### Your objective
According to the housing market roundup below, why did first-time buyer numbers in London fall much less during the pandemic than in the rest of the UK? Answer in one to three sentences.

### Passage provided
DATA: Zoopla reported UK house prices rose 7.4% in 2021
They also reported “Buyer demand surged over the New Year, and supply remains constrained, although initial signs that this trend may be turning”.
DATA: ONS reported another spike in SDLT receipts in December
The spike in stamp duty paid in December contributed to a record breaking £14.4 billion raised during 2021. Clearly, despite the stamp duty holiday, there were lots of buyers still paying it including at the top end of the market, investors, and second home buyers.
DATA: DLUHC reported 243,775 new build EPCs in England during 2021
The number of Energy Performance Certificates for new build homes is a useful leading indicator for net additional supply. It suggests net additional housing supply has settled around the levels recorded prior to the pandemic.
DATA: DLUHC reported a fall in social housing sales during 2020/21
The fall in sales across social housing (-29%), low cost rental homes (-34%), and fully staircased Low Cost Home Ownership (-3%) partly reflect the impact of restrictions during the pandemic and these data may be revised in future releases.
DATA: DLUHC released statutory homelessness data for Q3
The data for England reports a 4.4% fall in the number of households (67,820) “initially assessed as homeless or threatened with homelessness and owed a statutory homelessness duty”. The data also shows the most common reason for households owed a prevention duty was the ending of a private rented Assured Shorthold Tenancy (32%).
DATA: Rightmove reported a record rise in asking rents in Q4
They reported a 9.9% annual rise in national asking rents excluding London while London rents rose 10.9% over the same period to hit a new record high of £2,142 per month.
DATA: HESA published Higher Education Student Statistics for 2020/21
They reported “The total number of HE students stood at 2,751,865 in 2020/21, an increase of 9% from 2019/20” while “The number of first year postgraduate students rose by 16% while the number of first degree entrants rose by 8%”. They also reported “The number of first year students from India rose by 27% but the number from China fell for the first time by 5%”.
POLICY: DLUHC announced Waking Watch Replacement Fund open for applications
They announced an “additional £27 million to install fire alarms in all buildings where a Waking Watch is in place”. This covers buildings of all heights not just those over 18m. The Secretary of State also wrote to the Construction Products Association asking cladding and insulation manufacturers to fund the remediation of buildings with unsafe cladding.
REPORT: Centre for Cities published Cities Outlook 2022
The report asks “Will Covid-19 kill the high street?”
REPORT: Savills reported on life after Help to Buy
They report “The end of Help to Buy [equity loan] will leave a large gap in demand for new homes in England when it ends in March 2023”.
REPORT: Savills reported high growth in development land values
They report greenfield land values rose 8.8% in 2021 while urban land values rose 6.8%.
Chart of the Week
Halifax published their First Time Buyer Review last weekend and it provides us with some interesting regional data on what happened to their numbers during the pandemic. Perhaps the most interesting regional trend prior to the pandemic was the stagnation in first time buyers in London compared to the rest of the country from 2015. This stagnation reflected the impact of the additional taxation on landlords squeezing new investors out of the sales market. In most markets, these investors were replaced by first time buyers but affordability was already too stretched in London and so overall transactions slumped instead.
However, this regional pattern reversed during the pandemic with a relatively much smaller fall in London first time buyer numbers than across the rest of the UK. This is because, perhaps counter-intuitively, most first time buyers in London use much lower loan-to-value mortgages than their peers elsewhere. A 90% plus mortgage is unaffordable or unobtainable for all but the most equity-poor income-rich buyers in London. Therefore, they were much less affected by the credit crunch affecting high loan-to-value mortgages. That pattern has continued into 2021 with London first time buyer number 41% higher than 2019 levels compared to just 15% higher across the rest of the UK.

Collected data

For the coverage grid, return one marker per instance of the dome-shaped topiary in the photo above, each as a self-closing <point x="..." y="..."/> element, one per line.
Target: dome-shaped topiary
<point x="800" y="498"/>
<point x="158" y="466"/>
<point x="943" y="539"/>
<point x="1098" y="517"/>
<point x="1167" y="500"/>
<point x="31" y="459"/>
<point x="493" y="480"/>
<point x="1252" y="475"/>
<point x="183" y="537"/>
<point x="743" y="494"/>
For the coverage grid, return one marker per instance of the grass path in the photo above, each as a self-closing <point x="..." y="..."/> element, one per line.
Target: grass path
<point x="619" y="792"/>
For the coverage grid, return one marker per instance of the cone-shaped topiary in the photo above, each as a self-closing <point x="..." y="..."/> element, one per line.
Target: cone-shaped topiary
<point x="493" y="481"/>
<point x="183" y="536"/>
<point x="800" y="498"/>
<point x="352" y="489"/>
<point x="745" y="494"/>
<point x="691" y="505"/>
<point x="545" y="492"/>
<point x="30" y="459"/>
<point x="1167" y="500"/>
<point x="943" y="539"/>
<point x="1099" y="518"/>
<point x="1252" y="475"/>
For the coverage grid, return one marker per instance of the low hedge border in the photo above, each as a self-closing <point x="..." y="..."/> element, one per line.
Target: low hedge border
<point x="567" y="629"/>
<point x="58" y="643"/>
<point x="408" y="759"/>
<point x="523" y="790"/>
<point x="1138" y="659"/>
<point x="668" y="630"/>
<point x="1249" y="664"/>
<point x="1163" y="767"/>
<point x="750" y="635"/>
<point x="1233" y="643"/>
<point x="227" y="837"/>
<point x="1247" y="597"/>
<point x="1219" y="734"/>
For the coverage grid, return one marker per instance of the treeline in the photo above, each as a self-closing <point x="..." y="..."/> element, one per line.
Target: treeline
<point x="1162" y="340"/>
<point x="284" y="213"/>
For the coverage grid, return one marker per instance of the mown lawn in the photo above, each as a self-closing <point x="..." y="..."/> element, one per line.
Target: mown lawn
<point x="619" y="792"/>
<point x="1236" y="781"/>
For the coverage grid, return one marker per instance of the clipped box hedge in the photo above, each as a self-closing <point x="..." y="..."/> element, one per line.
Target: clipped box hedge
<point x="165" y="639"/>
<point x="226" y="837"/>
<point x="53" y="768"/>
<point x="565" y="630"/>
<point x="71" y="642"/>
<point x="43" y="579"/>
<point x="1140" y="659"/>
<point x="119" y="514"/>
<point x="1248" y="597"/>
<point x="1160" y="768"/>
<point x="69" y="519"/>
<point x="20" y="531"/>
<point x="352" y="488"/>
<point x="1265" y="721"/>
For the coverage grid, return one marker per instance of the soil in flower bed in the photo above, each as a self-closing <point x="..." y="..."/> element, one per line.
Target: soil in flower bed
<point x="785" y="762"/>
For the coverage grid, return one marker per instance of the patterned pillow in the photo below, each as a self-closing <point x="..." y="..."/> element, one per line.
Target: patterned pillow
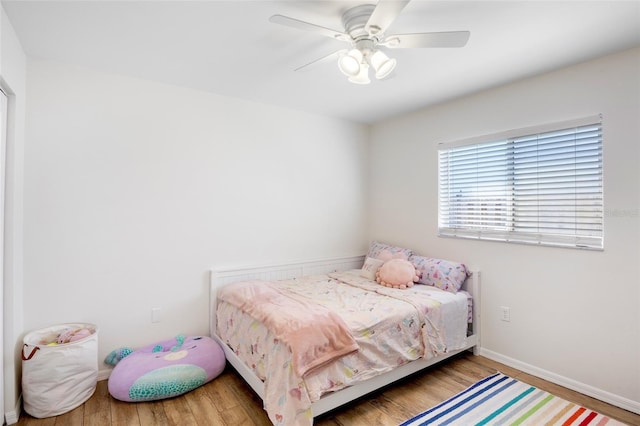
<point x="443" y="274"/>
<point x="385" y="252"/>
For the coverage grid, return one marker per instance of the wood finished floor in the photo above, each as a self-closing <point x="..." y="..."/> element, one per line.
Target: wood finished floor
<point x="228" y="401"/>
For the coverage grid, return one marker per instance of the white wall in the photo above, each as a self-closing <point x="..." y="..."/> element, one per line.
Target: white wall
<point x="13" y="82"/>
<point x="134" y="189"/>
<point x="575" y="315"/>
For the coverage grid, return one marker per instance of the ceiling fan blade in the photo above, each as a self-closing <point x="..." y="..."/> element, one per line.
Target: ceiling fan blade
<point x="443" y="39"/>
<point x="330" y="57"/>
<point x="384" y="14"/>
<point x="306" y="26"/>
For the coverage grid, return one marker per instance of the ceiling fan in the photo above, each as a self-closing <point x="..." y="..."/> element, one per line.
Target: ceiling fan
<point x="365" y="29"/>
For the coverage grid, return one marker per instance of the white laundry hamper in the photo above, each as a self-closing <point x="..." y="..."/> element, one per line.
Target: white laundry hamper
<point x="58" y="378"/>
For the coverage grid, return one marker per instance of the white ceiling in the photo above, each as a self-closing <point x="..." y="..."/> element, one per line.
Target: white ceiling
<point x="230" y="47"/>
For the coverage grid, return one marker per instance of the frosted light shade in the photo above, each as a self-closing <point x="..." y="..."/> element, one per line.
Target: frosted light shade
<point x="349" y="63"/>
<point x="382" y="64"/>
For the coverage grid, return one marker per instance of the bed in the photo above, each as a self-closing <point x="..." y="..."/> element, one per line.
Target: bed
<point x="294" y="397"/>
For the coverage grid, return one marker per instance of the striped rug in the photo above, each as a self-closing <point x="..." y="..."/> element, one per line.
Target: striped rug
<point x="501" y="400"/>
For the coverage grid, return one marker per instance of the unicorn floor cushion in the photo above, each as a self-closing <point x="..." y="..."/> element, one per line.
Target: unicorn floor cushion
<point x="165" y="369"/>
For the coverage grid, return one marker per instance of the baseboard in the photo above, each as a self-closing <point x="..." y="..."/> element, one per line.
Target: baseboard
<point x="12" y="417"/>
<point x="608" y="397"/>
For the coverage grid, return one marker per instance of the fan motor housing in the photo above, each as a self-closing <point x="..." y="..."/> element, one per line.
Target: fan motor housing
<point x="355" y="20"/>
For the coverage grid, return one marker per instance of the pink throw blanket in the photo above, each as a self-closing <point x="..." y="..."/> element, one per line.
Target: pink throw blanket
<point x="315" y="334"/>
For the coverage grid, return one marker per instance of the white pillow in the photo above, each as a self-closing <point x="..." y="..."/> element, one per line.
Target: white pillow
<point x="370" y="268"/>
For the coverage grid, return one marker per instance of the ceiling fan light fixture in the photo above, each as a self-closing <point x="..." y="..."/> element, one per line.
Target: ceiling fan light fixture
<point x="363" y="76"/>
<point x="382" y="64"/>
<point x="349" y="63"/>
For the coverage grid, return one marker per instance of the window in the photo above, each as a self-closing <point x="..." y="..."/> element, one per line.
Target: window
<point x="539" y="186"/>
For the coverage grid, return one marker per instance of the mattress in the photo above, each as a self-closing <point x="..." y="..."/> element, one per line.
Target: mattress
<point x="392" y="327"/>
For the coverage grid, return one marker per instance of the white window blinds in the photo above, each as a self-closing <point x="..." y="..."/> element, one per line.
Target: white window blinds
<point x="539" y="185"/>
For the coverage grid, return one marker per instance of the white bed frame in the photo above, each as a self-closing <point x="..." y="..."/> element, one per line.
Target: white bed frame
<point x="227" y="275"/>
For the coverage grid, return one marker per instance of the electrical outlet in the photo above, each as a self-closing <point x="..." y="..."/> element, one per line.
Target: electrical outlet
<point x="155" y="314"/>
<point x="505" y="313"/>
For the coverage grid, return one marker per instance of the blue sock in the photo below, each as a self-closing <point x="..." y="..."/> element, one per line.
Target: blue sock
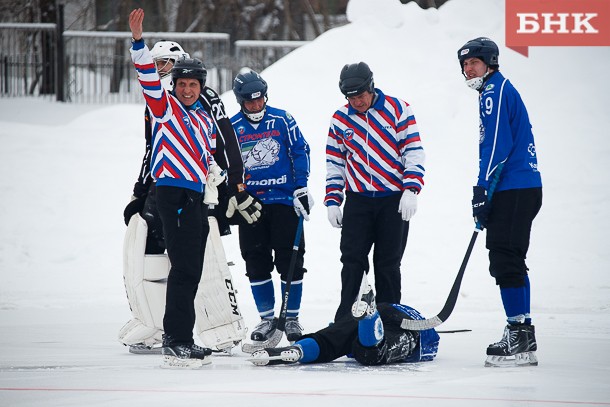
<point x="264" y="297"/>
<point x="370" y="330"/>
<point x="513" y="299"/>
<point x="310" y="348"/>
<point x="528" y="317"/>
<point x="294" y="299"/>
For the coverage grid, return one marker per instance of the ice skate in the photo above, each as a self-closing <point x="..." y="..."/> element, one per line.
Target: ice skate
<point x="365" y="305"/>
<point x="179" y="356"/>
<point x="293" y="329"/>
<point x="277" y="356"/>
<point x="264" y="329"/>
<point x="143" y="349"/>
<point x="516" y="348"/>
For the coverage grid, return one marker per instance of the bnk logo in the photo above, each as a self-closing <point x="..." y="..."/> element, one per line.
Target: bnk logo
<point x="557" y="23"/>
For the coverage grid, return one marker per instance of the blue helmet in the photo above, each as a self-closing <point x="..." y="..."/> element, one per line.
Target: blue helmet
<point x="249" y="86"/>
<point x="482" y="48"/>
<point x="355" y="79"/>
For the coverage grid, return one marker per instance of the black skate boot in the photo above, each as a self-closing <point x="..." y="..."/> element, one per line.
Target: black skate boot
<point x="264" y="329"/>
<point x="365" y="305"/>
<point x="277" y="356"/>
<point x="144" y="349"/>
<point x="516" y="348"/>
<point x="293" y="329"/>
<point x="184" y="356"/>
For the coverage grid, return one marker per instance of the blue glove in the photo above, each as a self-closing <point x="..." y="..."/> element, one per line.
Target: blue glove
<point x="480" y="205"/>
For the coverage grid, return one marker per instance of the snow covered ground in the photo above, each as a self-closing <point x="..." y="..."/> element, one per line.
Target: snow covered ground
<point x="68" y="170"/>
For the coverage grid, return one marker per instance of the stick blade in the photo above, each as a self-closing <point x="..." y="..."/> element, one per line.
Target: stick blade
<point x="420" y="324"/>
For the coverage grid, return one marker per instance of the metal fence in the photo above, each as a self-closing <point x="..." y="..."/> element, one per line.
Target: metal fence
<point x="99" y="68"/>
<point x="95" y="66"/>
<point x="27" y="59"/>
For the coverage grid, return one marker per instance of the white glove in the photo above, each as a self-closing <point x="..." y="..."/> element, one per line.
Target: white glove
<point x="247" y="207"/>
<point x="216" y="176"/>
<point x="335" y="216"/>
<point x="408" y="205"/>
<point x="303" y="201"/>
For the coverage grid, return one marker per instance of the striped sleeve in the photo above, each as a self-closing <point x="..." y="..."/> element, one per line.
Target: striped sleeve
<point x="148" y="77"/>
<point x="411" y="149"/>
<point x="335" y="168"/>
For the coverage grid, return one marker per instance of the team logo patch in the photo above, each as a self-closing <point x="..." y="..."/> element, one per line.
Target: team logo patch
<point x="348" y="134"/>
<point x="264" y="152"/>
<point x="532" y="149"/>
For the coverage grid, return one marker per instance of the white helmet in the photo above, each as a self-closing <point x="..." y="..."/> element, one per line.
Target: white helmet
<point x="168" y="51"/>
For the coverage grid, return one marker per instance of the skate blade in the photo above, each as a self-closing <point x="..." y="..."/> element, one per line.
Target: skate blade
<point x="144" y="350"/>
<point x="172" y="362"/>
<point x="518" y="360"/>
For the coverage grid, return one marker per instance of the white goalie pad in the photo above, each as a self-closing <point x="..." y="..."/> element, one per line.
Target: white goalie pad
<point x="219" y="322"/>
<point x="145" y="278"/>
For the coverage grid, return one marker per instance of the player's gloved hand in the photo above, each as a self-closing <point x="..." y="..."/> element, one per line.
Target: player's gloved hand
<point x="408" y="204"/>
<point x="335" y="216"/>
<point x="244" y="203"/>
<point x="134" y="206"/>
<point x="303" y="202"/>
<point x="480" y="206"/>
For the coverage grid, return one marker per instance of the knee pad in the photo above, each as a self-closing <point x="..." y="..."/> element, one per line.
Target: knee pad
<point x="145" y="278"/>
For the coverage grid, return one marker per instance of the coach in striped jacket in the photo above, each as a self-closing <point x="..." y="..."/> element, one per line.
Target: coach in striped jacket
<point x="183" y="136"/>
<point x="375" y="155"/>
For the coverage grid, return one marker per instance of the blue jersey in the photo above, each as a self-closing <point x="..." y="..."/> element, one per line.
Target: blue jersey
<point x="275" y="155"/>
<point x="506" y="136"/>
<point x="428" y="344"/>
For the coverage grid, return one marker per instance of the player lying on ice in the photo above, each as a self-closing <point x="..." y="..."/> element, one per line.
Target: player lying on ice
<point x="372" y="334"/>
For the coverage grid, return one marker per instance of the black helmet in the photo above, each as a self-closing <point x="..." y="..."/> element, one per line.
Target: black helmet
<point x="355" y="79"/>
<point x="482" y="48"/>
<point x="249" y="86"/>
<point x="191" y="68"/>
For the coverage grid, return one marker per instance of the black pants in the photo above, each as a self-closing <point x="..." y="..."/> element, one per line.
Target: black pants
<point x="155" y="243"/>
<point x="508" y="234"/>
<point x="273" y="234"/>
<point x="367" y="222"/>
<point x="341" y="338"/>
<point x="185" y="227"/>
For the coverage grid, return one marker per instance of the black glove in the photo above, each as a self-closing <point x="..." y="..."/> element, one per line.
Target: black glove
<point x="480" y="205"/>
<point x="134" y="206"/>
<point x="247" y="206"/>
<point x="302" y="201"/>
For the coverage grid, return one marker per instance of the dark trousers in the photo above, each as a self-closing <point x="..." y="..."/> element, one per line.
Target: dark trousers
<point x="508" y="234"/>
<point x="185" y="227"/>
<point x="341" y="338"/>
<point x="367" y="222"/>
<point x="269" y="242"/>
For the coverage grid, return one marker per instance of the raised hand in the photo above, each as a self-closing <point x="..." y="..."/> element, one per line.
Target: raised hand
<point x="136" y="18"/>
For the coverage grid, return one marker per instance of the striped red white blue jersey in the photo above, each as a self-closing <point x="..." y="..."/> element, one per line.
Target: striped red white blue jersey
<point x="182" y="138"/>
<point x="376" y="153"/>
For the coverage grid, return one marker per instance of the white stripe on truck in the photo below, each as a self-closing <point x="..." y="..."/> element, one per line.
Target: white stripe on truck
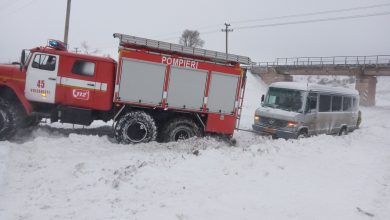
<point x="84" y="84"/>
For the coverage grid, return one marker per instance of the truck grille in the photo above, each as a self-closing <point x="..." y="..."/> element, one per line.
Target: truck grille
<point x="272" y="122"/>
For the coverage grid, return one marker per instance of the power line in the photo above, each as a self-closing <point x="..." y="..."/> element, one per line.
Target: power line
<point x="313" y="20"/>
<point x="283" y="17"/>
<point x="311" y="13"/>
<point x="299" y="22"/>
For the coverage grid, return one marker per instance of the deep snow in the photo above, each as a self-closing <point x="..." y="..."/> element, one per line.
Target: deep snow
<point x="55" y="173"/>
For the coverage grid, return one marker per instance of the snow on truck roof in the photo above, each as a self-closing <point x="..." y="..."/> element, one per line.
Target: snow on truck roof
<point x="314" y="87"/>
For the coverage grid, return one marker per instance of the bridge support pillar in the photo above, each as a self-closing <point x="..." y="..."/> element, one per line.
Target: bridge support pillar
<point x="366" y="86"/>
<point x="270" y="75"/>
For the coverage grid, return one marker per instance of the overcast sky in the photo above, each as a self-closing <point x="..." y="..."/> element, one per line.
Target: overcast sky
<point x="29" y="23"/>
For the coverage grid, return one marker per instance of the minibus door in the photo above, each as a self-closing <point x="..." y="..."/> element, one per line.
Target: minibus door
<point x="311" y="113"/>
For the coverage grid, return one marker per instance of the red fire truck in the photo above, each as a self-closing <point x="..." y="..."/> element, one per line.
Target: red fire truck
<point x="156" y="90"/>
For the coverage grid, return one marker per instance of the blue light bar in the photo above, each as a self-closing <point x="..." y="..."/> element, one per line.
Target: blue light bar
<point x="56" y="44"/>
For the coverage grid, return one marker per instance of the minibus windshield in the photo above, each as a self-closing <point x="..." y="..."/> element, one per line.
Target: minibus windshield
<point x="284" y="99"/>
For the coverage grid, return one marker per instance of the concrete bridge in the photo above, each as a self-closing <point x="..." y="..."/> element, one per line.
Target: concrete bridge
<point x="365" y="69"/>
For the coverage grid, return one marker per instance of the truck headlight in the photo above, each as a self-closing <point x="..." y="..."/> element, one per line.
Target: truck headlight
<point x="257" y="119"/>
<point x="292" y="124"/>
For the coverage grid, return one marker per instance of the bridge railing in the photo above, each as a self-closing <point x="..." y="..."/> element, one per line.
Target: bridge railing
<point x="380" y="60"/>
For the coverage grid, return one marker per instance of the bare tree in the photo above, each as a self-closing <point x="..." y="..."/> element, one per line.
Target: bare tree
<point x="87" y="49"/>
<point x="191" y="38"/>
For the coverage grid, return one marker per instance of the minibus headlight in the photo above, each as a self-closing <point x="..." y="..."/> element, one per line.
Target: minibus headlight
<point x="292" y="124"/>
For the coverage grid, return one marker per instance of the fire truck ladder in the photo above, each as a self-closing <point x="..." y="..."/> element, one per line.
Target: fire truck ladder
<point x="197" y="52"/>
<point x="241" y="100"/>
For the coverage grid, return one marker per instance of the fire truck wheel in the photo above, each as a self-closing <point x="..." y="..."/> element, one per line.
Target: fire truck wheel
<point x="180" y="129"/>
<point x="135" y="127"/>
<point x="31" y="121"/>
<point x="10" y="119"/>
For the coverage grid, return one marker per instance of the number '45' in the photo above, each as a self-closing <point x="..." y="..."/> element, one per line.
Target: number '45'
<point x="41" y="84"/>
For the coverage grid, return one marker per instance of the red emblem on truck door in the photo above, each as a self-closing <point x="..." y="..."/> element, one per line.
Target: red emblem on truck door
<point x="80" y="94"/>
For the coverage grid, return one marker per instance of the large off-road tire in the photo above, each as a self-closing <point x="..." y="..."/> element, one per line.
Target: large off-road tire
<point x="135" y="127"/>
<point x="10" y="119"/>
<point x="31" y="121"/>
<point x="343" y="131"/>
<point x="180" y="129"/>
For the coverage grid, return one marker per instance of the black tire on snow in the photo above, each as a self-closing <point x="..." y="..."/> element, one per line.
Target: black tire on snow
<point x="302" y="134"/>
<point x="343" y="131"/>
<point x="31" y="121"/>
<point x="180" y="129"/>
<point x="135" y="127"/>
<point x="10" y="119"/>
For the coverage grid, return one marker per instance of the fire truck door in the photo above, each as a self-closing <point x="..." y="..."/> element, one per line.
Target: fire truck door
<point x="41" y="78"/>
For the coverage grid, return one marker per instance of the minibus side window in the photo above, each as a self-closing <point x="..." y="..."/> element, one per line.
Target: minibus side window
<point x="347" y="104"/>
<point x="311" y="103"/>
<point x="354" y="104"/>
<point x="336" y="103"/>
<point x="325" y="101"/>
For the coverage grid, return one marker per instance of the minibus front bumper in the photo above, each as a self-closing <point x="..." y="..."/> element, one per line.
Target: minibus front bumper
<point x="274" y="132"/>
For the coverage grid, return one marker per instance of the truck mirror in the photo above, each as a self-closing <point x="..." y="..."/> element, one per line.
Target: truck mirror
<point x="22" y="59"/>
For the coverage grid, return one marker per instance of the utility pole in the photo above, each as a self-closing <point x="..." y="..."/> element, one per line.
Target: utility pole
<point x="67" y="23"/>
<point x="227" y="30"/>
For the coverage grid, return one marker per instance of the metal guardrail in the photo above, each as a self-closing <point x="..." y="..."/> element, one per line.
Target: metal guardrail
<point x="377" y="61"/>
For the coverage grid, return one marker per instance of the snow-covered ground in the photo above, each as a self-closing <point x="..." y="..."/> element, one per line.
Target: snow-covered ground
<point x="57" y="173"/>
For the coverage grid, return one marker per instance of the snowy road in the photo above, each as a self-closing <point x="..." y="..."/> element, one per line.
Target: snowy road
<point x="50" y="174"/>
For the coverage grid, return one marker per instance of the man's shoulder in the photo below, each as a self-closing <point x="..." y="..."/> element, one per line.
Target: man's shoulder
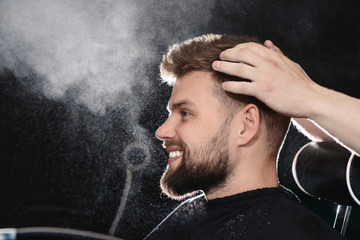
<point x="282" y="217"/>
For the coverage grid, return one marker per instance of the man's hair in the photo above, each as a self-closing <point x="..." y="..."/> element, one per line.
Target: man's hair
<point x="198" y="54"/>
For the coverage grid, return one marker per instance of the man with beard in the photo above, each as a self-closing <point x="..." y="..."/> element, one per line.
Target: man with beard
<point x="226" y="145"/>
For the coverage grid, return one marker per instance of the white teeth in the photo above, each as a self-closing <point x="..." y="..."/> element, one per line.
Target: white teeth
<point x="174" y="154"/>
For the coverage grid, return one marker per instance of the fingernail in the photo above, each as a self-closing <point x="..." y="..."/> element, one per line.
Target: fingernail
<point x="216" y="65"/>
<point x="225" y="85"/>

### Reply
Most first-time buyers in London use much lower loan-to-value mortgages than buyers elsewhere, because a 90% plus mortgage is unaffordable or unobtainable for nearly all London buyers. As a result, they were much less affected by the credit crunch that hit high loan-to-value mortgages.